Stored data entries:
[Start of section]

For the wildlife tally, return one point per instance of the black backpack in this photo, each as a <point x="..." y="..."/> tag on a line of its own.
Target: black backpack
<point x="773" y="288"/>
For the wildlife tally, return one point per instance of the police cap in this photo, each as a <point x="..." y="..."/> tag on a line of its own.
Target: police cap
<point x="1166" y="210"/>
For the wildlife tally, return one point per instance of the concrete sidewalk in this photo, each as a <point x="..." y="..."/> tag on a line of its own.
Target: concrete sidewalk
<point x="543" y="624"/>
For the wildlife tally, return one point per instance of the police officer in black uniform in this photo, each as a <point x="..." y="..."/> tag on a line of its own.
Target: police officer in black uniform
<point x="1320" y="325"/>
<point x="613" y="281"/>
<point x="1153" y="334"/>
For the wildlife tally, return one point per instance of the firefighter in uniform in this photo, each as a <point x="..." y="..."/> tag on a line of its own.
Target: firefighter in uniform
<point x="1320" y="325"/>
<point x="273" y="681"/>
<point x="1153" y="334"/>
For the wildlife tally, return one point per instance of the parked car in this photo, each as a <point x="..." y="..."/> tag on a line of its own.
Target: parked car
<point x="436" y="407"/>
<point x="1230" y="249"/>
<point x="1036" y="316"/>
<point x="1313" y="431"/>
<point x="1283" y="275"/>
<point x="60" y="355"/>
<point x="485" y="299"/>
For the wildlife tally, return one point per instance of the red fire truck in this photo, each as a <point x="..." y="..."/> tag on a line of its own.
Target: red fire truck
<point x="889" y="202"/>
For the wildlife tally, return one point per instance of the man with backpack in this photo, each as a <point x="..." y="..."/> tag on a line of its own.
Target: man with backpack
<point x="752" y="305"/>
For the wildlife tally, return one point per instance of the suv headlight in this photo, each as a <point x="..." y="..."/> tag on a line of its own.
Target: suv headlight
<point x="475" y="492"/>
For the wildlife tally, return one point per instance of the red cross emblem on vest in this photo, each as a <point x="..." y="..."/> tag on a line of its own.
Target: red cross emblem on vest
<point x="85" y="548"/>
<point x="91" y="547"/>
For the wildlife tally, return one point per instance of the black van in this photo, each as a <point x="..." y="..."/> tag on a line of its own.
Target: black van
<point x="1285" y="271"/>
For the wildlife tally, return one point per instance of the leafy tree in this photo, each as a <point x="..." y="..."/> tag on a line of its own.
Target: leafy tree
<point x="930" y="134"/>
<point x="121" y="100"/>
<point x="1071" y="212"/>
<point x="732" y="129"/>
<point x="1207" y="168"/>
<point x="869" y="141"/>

[End of section]

Problem to solve:
Each entry above must be set down again without alteration.

Solution to this task:
For the wildlife tally, return one point per instance of the black backpack in this photo, each as a <point x="..." y="..."/> tag on a line of its own.
Target: black backpack
<point x="773" y="288"/>
For the wildlife tally, return one point per instance of the police cap in this photo, each as a <point x="..." y="..."/> tag on a line of its own.
Target: police cap
<point x="1166" y="210"/>
For the wildlife tally, return one point per instance of the concrete sidewalk in this photo, each as a <point x="..." y="..."/> tag on a line of its own.
Target: concrete sidewalk
<point x="543" y="624"/>
For the wildlife tally, return one point per instance of the police officer in black uniform in this photo, each as a <point x="..." y="..."/> tag on a line of its own.
Target: police officer in black uniform
<point x="1320" y="325"/>
<point x="613" y="281"/>
<point x="1153" y="334"/>
For the wildlife tally, return one point per instance of the firefighter in uniform in this photo, each as a <point x="..." y="..."/> tag on a line of its own.
Target: firefighter in uniform
<point x="1320" y="325"/>
<point x="273" y="681"/>
<point x="1153" y="334"/>
For the wildlife tally, return one point per instance of the parked car in this photo, each as a <point x="..." y="..."/> tag on a line of its own.
Target: parked car
<point x="436" y="407"/>
<point x="1230" y="249"/>
<point x="1036" y="316"/>
<point x="1313" y="431"/>
<point x="1283" y="275"/>
<point x="60" y="355"/>
<point x="485" y="299"/>
For the wildlife tally, return one point per instance of the red fire truck in this photo, each as a <point x="..." y="..."/> tag on a line of its own.
Target: red fire truck
<point x="889" y="202"/>
For the wildlife tally, return one point per instance of the man with backpack in this photo, each as a <point x="..." y="..."/> tag on a line of its own.
Target: man with backpack
<point x="752" y="305"/>
For the wildlife tally, return one point per instance of the suv headlight in this photo, each as a <point x="..." y="..."/> tag on a line of its own.
Target: suv headlight
<point x="475" y="492"/>
For the wildlife tally, return one point per instance of the red cross emblem on vest in this photo, each as a <point x="..." y="..."/> tag on a line of its own.
Target: red cross emblem on vest
<point x="85" y="548"/>
<point x="91" y="547"/>
For the wildlife tally, return one point per instance of the black van in this photo, each as a <point x="..." y="..."/> tag on a line of its own.
Target: black van
<point x="1285" y="271"/>
For the wildlife tally, return one point per instance of the leafy tree in this photo, each as a <point x="..." y="..."/> tag on a line of its own.
Target: leafy tree
<point x="930" y="134"/>
<point x="121" y="100"/>
<point x="1071" y="212"/>
<point x="732" y="129"/>
<point x="1207" y="168"/>
<point x="869" y="141"/>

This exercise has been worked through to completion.